The listing is to be printed word for word, pictures omitted.

== Provided material

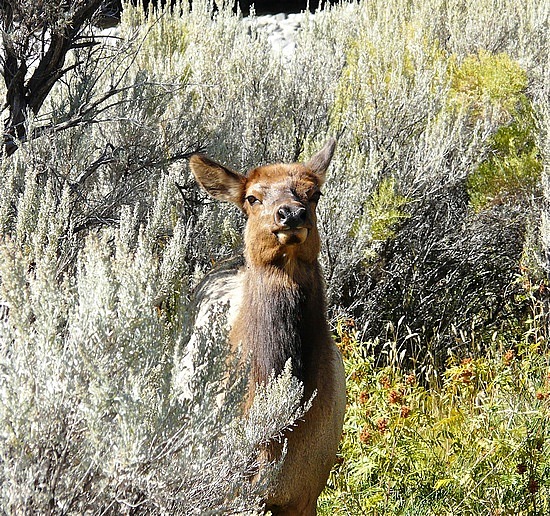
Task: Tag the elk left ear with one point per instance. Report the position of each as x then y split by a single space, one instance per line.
320 162
220 182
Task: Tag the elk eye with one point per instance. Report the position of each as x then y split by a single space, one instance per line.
252 200
315 196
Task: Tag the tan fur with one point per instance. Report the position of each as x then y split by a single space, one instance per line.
281 313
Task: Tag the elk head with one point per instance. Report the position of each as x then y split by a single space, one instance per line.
279 201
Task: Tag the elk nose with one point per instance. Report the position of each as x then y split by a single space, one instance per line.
291 216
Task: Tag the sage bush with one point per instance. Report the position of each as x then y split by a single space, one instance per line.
435 226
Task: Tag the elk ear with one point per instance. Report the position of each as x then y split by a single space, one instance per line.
220 182
320 162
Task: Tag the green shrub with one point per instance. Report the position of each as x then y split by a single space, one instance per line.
475 444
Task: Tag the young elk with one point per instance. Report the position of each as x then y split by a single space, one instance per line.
280 312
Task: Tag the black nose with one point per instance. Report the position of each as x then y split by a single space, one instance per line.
291 216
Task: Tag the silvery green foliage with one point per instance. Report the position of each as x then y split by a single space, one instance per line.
90 418
105 235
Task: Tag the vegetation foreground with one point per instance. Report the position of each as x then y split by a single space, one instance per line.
436 252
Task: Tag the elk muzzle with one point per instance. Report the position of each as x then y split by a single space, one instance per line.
292 224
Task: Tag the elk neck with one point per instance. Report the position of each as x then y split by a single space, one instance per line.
282 316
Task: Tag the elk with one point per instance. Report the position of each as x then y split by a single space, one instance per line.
280 312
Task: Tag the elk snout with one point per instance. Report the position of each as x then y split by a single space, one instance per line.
291 216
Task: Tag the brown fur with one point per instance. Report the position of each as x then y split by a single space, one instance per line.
282 313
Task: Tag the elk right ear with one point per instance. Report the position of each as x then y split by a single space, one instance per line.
220 182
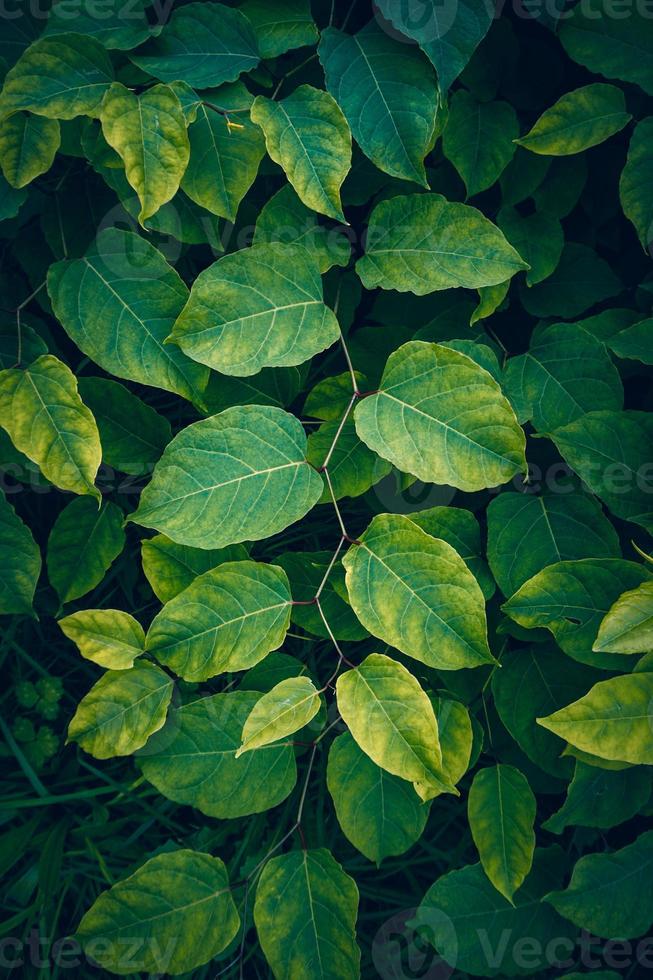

====

Written response:
Task: Tag the elk left ear with one point per instance. Report the position of each as x then y split by a single space, one instance per line.
320 162
220 182
Task: Tag the elk eye with one point per instance. Report the position of each as x then y split by a single space, one instance per line.
252 200
315 196
Task: Tag the tan fur with one point per instance. Report the position of each as x then y split by a single space, one instance per line.
281 313
Task: Tag the elk head with one point per instance. Report the position of each as x then y split by a single space, one instance per line.
279 201
Task: Tag the elk nose with one point per instance. Report the position of each as x then y split by a single space, one instance per line.
291 216
Task: Tag the sage bush with one point per instance. Report the position of each as x then y split by a single space, one instance per line.
435 226
Task: Tag the elk ear with one point per instance. Report the position of each as x then y split by a single space, one instance per line.
220 182
320 162
Task: Tag the green shrub with one point per instance. Report the position of each as x then y split by a single space, one instance per line.
475 444
Task: Tag the young elk with one point per instance. Report the position of each as x then y split by a single space, one instance per line.
280 312
Task: Tag the black nose with one point per instance. Report the position of each as x then y split by a single space, one instance per line.
291 216
Task: Tag the silvery green foliage with one point per instance. Report the position of each as x then y split by a single space, one instance per line.
90 418
105 235
Task: Tag the vegetation foreground with one point per instance. Report the position of each as x then y split by a single space, one instance per line.
436 252
Task: Tag the elk muzzle with one point per instance. Report the position of each as x then y split by a single space, one instance per line.
292 224
Task: Tag the elk neck with one point per instance. Report the position of each as x then y split by a single space, one instance per line.
282 316
Task: Tag the elk with one point per instance. Report the position of each as x then y split by a single space, one instance per line.
280 312
Task: Tag the elk snout with one point per instance. Report the position of each as x then y split by a single space, one instance per line.
291 216
Task: Tag the brown fur with one point per instance. Report the position of each as x then y split by a single space, one instance per line.
282 313
Task: Tag the elk right ear with one point per instance. Report the position of each as x then y split by a single space, one instance per line.
220 182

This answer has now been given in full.